Información proporcionada:
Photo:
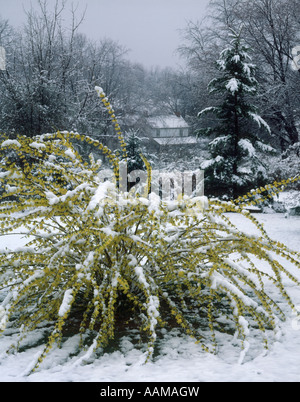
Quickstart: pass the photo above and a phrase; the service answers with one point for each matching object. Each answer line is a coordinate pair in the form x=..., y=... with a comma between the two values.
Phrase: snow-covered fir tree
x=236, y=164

* * *

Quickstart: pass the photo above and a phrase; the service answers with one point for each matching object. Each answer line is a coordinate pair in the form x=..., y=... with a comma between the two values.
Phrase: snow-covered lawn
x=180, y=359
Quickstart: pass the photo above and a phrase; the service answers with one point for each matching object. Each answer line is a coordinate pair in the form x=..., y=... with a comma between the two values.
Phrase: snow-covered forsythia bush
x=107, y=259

Objetivo de la tarea:
Devuelve cada una de las líneas de arriba en las que aparece la cadena "covered".

Resultado de la tarea:
Phrase: snow-covered fir tree
Phrase: snow-covered lawn
Phrase: snow-covered forsythia bush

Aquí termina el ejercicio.